§ **Brief 1**
Reproduce the passage from the commentary on the USA TODAY misinformation campaign from "Fake Twitter and" up to and including "and poorly monitored.".
§ **Brief 2**
Using the commentary on the USA TODAY misinformation campaign, list every kind of online item that was created or registered in the names of the USA TODAY reporter and editor.
§ **Brief 3**
Extend the commentary on the USA TODAY misinformation campaign, starting right after its final sentence.

USA TODAY journalists are experiencing something that I first began describing roughly two years ago.  When a writer pens uncomfortable words about the military, the writer invites systematic defamation.  This dispatch reveals fact-patterns and information that can reveal the tell-tale fingerprints of the propaganda machine.

USA TODAY reported last week:

"Misinformation campaign targets USA TODAY reporter, editor"

WASHINGTON – A USA TODAY reporter and editor investigating Pentagon propaganda contractors have themselves been subjected to a propaganda campaign of sorts, waged on the Internet through a series of bogus websites.

Fake Twitter and Facebook accounts have been created in their names, along with a Wikipedia entry and dozens of message board postings and blog comments. Websites were registered in their names.

The timeline of the activity tracks USA TODAY's reporting on the military's "information operations" program, which spent hundreds of millions of dollars on marketing campaigns in Iraq and Afghanistan — campaigns that have been criticized even within the Pentagon as ineffective and poorly monitored.

This also happened to me.  After I wrote that two Generals should be sacked, certain milblogs began a military-sponsored attack against me. They alleged that I had PTSD and that I had been dis-embedded from US, UK and Canadian forces for security violations.  They also claimed that my own service record was tattered.  None of it was true.  My time in the military was honorable, and in the wars as a writer, I had not embedded with Canadian forces, nor was I ever dis-embedded from other militaries for OPSEC violations.

I have been dis-embedded for writing things that they did not like.  Generals often are sacked for doing or saying things that people do not like.  McChrystal, for instance.  The list is very long.

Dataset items
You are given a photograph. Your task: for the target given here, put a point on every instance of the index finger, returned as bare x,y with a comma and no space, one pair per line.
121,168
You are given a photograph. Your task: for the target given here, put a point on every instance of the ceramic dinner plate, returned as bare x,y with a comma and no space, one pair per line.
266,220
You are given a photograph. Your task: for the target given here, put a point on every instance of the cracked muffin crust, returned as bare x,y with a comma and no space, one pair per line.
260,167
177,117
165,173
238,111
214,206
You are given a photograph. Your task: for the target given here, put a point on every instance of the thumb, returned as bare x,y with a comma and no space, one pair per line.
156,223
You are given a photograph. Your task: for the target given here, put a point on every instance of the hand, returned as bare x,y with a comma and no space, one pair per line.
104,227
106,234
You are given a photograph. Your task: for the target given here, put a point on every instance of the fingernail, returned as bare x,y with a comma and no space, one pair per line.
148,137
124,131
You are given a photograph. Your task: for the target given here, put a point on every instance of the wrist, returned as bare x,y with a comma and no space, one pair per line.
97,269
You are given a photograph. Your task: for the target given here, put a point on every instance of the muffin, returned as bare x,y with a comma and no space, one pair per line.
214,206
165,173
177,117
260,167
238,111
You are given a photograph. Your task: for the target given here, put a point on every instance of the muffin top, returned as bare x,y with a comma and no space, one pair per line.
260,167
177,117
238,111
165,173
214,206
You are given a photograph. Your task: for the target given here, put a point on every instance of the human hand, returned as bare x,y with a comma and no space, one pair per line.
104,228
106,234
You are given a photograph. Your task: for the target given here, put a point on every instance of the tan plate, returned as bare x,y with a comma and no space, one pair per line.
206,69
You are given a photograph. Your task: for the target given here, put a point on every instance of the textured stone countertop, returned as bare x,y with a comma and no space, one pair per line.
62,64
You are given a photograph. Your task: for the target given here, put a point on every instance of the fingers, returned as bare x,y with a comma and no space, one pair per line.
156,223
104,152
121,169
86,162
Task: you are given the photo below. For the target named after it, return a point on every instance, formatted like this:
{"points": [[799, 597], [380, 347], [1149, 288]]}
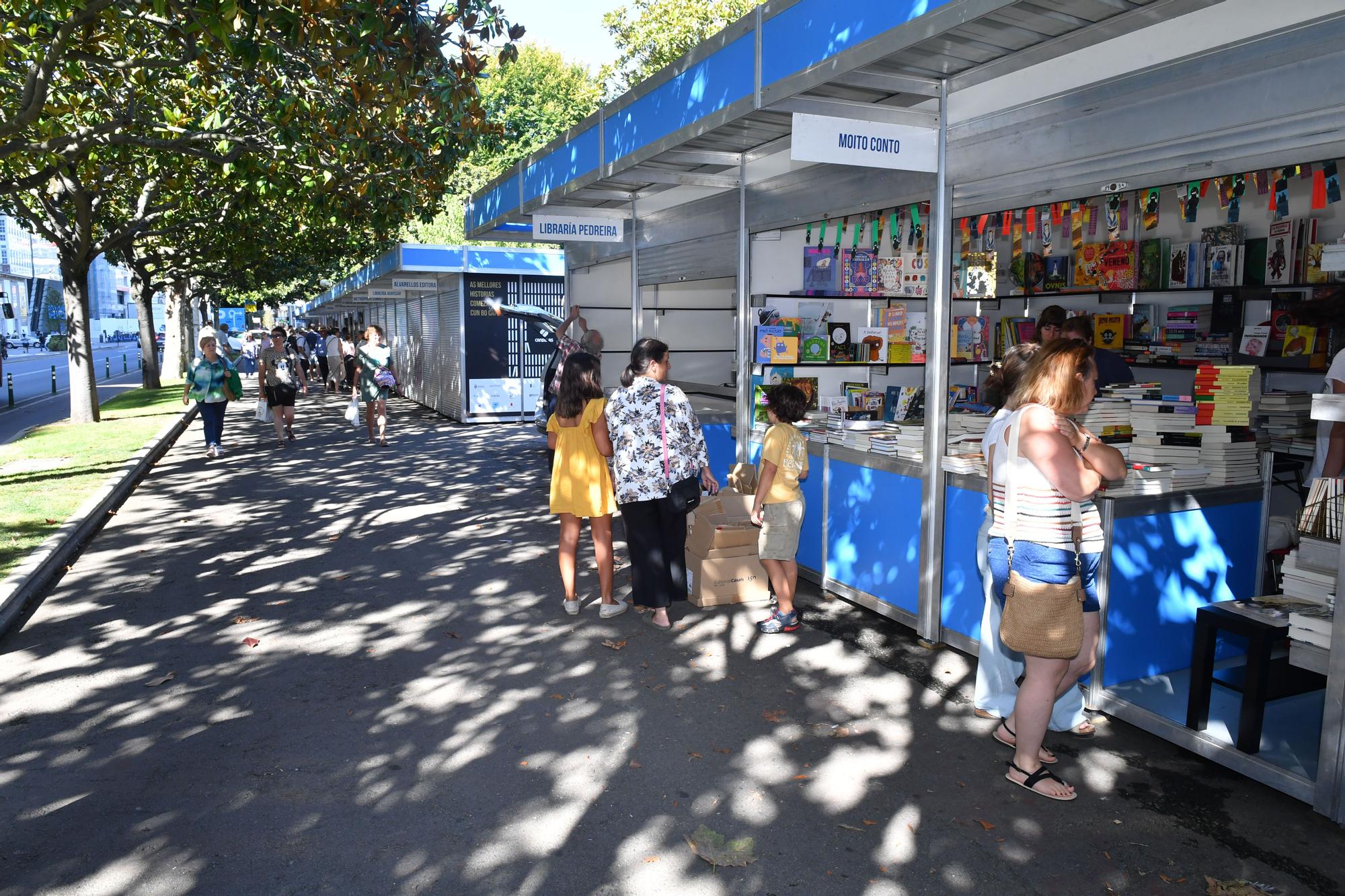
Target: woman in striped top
{"points": [[1056, 467]]}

§ **Exercise result 1**
Fake Twitter and Facebook accounts have been created in their names, along with a Wikipedia entry and dozens of message board postings and blog comments. Websites were registered in their names.

The timeline of the activity tracks USA TODAY's reporting on the military's "information operations" program, which spent hundreds of millions of dollars on marketing campaigns in Iraq and Afghanistan — campaigns that have been criticized even within the Pentagon as ineffective and poorly monitored.

§ **Exercise result 2**
- Fake Twitter accounts
- Fake Facebook accounts
- A Wikipedia entry
- Message board postings
- Blog comments
- Websites

§ **Exercise result 3**
image003Milblogger Jim Hanson (“Uncle Jimbo”) of Blackfive, calls this his “backyard office.” Music, laptop, drinking and blogging. In this image, it appears that Jimbo is making a self-portrait by remote control. Jimbo never saw a day of combat, and he admits that he has never been to Iraq or Afghanistan.

Milbloggers such as Jim Hanson at Blackfive wrote that I was kicked out of Afghanistan and Iraq.  Untrue.  Of the approximately 65 countries that I have traveled in, only Burma ever denied me a visa.  The bedroom and backyard milbloggers do not grasp that the US military has no control over travel to Iraq, Afghanistan, or to Canada.  All are sovereign countries that control their own immigration and borders.

image005Master Sergeant CJ Grisham, a friend of Uncle Jimbo, Tweeted this image of a dismembered field mouse that he bragged about killing. (More context, later)

UNSTABLE SOLDIER

The US Army deployed an unstable milblogger, Master Sergeant CJ Grisham, to Afghanistan. The Army shipped Grisham back months early, in March 2012, after he complained of mental problems.  Grisham, still a soldier, and a de facto spokesman for the US Army, has previously claimed that he hears “voices in his head,” and has expressed suicidal thoughts.

Even today this Army sanctioned milblogger’s accusations against me remain on Wikipedia.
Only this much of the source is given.